(Your goal)
Tally the lines in the material below that contain the word "white", and reply with that number alone.
:: Exercise material
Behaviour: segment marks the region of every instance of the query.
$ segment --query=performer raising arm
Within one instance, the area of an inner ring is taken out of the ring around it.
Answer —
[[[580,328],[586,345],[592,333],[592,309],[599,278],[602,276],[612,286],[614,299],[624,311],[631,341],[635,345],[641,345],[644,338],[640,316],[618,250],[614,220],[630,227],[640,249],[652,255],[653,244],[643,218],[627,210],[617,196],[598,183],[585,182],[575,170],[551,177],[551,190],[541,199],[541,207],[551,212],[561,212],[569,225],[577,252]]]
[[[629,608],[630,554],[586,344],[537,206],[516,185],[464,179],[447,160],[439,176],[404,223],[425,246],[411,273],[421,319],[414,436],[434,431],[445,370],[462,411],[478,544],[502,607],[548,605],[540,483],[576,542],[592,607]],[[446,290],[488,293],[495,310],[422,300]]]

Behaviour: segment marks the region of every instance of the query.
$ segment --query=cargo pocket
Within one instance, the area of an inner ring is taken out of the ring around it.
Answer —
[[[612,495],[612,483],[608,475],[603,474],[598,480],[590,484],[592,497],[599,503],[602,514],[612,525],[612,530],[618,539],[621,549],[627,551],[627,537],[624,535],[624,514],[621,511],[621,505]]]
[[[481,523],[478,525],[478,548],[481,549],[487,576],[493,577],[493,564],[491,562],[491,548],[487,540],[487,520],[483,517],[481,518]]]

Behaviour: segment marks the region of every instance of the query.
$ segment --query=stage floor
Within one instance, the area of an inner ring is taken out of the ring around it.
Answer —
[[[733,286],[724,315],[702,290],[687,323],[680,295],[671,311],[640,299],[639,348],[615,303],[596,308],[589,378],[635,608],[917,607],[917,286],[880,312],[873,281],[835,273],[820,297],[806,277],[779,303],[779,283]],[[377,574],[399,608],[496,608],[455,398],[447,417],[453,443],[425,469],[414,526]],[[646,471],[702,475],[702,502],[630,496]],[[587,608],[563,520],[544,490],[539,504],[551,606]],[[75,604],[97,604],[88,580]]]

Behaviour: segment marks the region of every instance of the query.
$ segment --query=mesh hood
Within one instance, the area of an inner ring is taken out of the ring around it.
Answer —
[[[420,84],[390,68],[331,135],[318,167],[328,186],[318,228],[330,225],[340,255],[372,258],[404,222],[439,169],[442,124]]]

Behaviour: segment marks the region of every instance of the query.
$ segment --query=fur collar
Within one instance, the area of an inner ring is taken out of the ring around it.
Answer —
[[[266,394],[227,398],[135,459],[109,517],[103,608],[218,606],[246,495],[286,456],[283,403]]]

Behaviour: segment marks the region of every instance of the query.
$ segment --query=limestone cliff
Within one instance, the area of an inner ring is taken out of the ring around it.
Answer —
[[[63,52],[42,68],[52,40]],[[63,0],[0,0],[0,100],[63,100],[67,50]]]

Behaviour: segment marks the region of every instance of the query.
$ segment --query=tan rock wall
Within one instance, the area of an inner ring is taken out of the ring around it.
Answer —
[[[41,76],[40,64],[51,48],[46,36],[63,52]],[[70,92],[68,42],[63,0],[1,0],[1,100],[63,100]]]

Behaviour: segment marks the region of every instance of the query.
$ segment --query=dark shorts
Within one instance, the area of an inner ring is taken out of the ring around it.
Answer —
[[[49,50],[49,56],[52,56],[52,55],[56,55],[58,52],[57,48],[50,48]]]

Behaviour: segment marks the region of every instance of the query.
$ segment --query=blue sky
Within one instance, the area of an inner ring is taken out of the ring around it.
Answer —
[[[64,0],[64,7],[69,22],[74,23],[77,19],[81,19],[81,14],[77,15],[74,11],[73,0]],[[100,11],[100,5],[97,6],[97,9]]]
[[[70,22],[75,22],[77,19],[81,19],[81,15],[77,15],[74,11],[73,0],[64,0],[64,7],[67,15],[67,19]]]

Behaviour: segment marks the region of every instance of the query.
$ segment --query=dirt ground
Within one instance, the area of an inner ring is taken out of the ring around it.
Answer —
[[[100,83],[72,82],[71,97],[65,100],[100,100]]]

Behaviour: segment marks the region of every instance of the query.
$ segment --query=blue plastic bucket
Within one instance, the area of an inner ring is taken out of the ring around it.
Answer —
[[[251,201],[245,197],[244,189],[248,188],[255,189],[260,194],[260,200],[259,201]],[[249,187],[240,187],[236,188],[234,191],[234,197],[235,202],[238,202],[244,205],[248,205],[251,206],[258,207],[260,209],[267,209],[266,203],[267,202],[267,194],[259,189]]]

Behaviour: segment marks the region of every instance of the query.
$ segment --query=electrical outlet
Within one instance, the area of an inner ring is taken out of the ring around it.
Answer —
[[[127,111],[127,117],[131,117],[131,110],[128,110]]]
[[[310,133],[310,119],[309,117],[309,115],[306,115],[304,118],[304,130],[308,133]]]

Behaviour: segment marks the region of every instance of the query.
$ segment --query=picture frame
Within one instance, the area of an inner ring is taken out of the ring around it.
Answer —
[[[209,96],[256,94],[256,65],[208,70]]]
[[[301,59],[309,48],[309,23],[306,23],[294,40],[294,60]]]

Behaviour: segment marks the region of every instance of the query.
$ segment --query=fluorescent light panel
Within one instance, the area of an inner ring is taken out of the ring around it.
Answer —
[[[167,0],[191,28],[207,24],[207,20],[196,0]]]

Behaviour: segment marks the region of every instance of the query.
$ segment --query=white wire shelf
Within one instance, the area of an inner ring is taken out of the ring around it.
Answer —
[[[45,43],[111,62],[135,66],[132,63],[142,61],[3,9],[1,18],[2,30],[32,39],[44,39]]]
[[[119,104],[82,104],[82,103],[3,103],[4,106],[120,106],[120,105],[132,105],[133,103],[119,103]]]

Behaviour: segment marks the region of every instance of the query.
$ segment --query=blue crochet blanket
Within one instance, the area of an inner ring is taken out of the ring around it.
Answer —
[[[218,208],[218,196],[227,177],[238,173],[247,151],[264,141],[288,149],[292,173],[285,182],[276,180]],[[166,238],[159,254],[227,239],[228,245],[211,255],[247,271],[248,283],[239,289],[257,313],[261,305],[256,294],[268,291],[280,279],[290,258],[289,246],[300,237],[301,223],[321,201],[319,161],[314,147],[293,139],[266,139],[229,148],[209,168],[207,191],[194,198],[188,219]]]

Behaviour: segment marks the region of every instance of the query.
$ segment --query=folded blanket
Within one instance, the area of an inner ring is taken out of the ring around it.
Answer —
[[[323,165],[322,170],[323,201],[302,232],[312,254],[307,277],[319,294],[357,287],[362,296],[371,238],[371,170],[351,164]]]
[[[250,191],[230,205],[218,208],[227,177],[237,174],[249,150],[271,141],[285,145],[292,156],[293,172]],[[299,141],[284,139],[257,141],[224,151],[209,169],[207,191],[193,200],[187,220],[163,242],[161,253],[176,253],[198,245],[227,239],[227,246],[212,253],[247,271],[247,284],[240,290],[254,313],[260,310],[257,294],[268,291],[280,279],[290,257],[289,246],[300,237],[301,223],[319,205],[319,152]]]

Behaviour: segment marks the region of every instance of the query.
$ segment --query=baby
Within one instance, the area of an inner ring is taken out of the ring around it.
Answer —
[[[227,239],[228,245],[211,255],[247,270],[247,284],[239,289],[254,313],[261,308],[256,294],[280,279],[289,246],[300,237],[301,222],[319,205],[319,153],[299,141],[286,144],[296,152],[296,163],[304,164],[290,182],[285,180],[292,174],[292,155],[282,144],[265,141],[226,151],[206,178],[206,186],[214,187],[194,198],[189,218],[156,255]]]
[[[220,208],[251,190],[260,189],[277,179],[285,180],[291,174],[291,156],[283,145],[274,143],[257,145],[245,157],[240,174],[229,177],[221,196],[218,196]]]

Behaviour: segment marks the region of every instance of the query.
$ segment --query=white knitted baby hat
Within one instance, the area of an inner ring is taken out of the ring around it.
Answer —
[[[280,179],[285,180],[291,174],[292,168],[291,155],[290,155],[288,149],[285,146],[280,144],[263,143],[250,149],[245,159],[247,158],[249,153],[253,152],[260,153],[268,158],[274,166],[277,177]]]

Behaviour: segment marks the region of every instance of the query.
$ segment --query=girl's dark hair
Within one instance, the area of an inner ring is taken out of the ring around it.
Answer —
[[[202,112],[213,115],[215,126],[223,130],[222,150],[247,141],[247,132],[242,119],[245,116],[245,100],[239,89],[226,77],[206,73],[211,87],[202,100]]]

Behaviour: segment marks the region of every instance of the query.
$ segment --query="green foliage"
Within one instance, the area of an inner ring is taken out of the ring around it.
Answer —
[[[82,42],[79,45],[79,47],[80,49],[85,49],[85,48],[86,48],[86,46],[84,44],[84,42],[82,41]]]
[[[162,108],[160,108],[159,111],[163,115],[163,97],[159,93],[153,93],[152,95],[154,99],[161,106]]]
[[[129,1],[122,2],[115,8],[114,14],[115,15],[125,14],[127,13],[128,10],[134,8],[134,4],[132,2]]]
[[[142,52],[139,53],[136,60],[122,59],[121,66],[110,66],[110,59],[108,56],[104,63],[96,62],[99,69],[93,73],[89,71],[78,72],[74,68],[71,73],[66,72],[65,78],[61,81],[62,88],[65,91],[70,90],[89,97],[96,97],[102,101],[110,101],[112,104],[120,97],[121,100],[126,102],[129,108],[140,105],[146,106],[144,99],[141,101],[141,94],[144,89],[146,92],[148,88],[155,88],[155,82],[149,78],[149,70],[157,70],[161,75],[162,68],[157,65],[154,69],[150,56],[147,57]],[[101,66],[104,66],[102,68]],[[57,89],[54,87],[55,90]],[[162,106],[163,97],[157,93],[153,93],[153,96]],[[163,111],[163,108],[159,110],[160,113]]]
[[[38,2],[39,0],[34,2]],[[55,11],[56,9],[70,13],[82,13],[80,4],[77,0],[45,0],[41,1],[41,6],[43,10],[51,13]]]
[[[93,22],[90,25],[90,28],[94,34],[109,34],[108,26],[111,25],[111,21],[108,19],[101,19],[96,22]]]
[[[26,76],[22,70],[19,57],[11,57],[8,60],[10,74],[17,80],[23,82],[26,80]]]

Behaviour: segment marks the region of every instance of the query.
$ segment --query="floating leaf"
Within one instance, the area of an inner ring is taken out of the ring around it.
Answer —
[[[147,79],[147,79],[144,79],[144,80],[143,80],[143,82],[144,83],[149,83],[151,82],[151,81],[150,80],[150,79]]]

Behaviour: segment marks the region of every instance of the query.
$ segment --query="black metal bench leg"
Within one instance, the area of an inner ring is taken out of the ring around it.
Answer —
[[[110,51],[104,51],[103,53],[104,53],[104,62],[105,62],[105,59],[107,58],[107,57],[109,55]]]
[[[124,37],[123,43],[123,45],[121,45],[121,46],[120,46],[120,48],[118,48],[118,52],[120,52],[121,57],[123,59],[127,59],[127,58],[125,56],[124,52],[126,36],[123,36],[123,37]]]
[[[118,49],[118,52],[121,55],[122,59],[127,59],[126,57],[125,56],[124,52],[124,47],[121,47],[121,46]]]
::::
(Solution for this problem)
2